▶ Instructions for the task:
Repeat each line of the material exactly.

(Annotation dataset entries)
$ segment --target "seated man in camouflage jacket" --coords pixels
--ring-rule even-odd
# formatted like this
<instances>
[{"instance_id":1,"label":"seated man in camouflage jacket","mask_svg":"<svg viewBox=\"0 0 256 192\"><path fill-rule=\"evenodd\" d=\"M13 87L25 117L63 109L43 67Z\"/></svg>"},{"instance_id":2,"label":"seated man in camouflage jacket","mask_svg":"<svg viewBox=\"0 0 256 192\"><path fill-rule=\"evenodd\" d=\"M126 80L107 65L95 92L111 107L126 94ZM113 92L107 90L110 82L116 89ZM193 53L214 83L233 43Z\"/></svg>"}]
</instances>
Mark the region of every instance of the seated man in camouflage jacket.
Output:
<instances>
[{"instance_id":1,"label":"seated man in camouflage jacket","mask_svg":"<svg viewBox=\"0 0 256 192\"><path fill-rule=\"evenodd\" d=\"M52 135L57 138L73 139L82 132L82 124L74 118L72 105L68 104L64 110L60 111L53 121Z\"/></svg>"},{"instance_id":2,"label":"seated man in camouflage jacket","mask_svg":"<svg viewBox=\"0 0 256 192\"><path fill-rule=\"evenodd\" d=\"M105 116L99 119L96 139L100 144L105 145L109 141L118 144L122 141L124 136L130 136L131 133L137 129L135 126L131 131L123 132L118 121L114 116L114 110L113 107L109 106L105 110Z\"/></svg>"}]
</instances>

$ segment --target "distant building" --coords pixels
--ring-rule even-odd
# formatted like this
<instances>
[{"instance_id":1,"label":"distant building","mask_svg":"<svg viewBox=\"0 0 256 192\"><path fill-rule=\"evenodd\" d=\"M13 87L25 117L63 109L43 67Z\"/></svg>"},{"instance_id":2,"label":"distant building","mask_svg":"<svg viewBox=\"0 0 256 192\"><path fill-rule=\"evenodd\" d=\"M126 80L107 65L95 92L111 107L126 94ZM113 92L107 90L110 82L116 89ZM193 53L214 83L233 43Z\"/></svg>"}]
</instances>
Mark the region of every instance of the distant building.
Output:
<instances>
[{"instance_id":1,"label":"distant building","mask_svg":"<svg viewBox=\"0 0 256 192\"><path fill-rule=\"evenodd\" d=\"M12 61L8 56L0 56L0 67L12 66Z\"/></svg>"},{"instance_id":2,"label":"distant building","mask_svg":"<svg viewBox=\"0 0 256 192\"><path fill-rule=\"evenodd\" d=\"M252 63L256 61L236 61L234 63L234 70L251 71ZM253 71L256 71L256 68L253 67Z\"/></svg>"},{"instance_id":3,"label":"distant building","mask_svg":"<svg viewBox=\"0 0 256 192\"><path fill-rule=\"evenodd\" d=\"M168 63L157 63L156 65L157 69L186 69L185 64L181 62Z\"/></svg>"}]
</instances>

▶ Answer:
$ segment --target "seated man in camouflage jacket" --coords pixels
--ring-rule even-odd
# formatted like this
<instances>
[{"instance_id":1,"label":"seated man in camouflage jacket","mask_svg":"<svg viewBox=\"0 0 256 192\"><path fill-rule=\"evenodd\" d=\"M13 87L25 117L63 109L43 67Z\"/></svg>"},{"instance_id":2,"label":"seated man in camouflage jacket","mask_svg":"<svg viewBox=\"0 0 256 192\"><path fill-rule=\"evenodd\" d=\"M126 80L107 65L95 92L111 107L126 94ZM113 92L107 90L110 82L116 89ZM193 53L214 83L233 43Z\"/></svg>"}]
</instances>
Mark the region of every instance of the seated man in camouflage jacket.
Output:
<instances>
[{"instance_id":1,"label":"seated man in camouflage jacket","mask_svg":"<svg viewBox=\"0 0 256 192\"><path fill-rule=\"evenodd\" d=\"M52 135L57 138L73 139L82 132L82 124L74 118L72 105L68 104L64 110L60 111L53 121Z\"/></svg>"},{"instance_id":2,"label":"seated man in camouflage jacket","mask_svg":"<svg viewBox=\"0 0 256 192\"><path fill-rule=\"evenodd\" d=\"M105 116L99 119L96 139L100 144L105 145L109 141L118 144L122 141L124 136L130 136L131 133L137 129L135 126L131 131L123 132L118 121L114 116L114 110L113 107L109 106L105 110Z\"/></svg>"}]
</instances>

$ segment --target "distant building" --coords pixels
--ring-rule even-odd
# formatted like this
<instances>
[{"instance_id":1,"label":"distant building","mask_svg":"<svg viewBox=\"0 0 256 192\"><path fill-rule=\"evenodd\" d=\"M13 87L25 117L63 109L43 67Z\"/></svg>"},{"instance_id":2,"label":"distant building","mask_svg":"<svg viewBox=\"0 0 256 192\"><path fill-rule=\"evenodd\" d=\"M126 80L107 65L95 92L111 107L126 94ZM113 92L107 90L110 82L116 89ZM193 53L214 83L233 43Z\"/></svg>"}]
</instances>
Mark the region of every instance of the distant building.
Output:
<instances>
[{"instance_id":1,"label":"distant building","mask_svg":"<svg viewBox=\"0 0 256 192\"><path fill-rule=\"evenodd\" d=\"M12 61L8 56L0 56L0 67L12 66Z\"/></svg>"},{"instance_id":2,"label":"distant building","mask_svg":"<svg viewBox=\"0 0 256 192\"><path fill-rule=\"evenodd\" d=\"M252 63L256 61L236 61L234 63L234 70L251 71ZM253 71L256 71L256 68L253 67Z\"/></svg>"},{"instance_id":3,"label":"distant building","mask_svg":"<svg viewBox=\"0 0 256 192\"><path fill-rule=\"evenodd\" d=\"M168 63L157 63L156 65L157 69L186 69L185 64L181 62Z\"/></svg>"}]
</instances>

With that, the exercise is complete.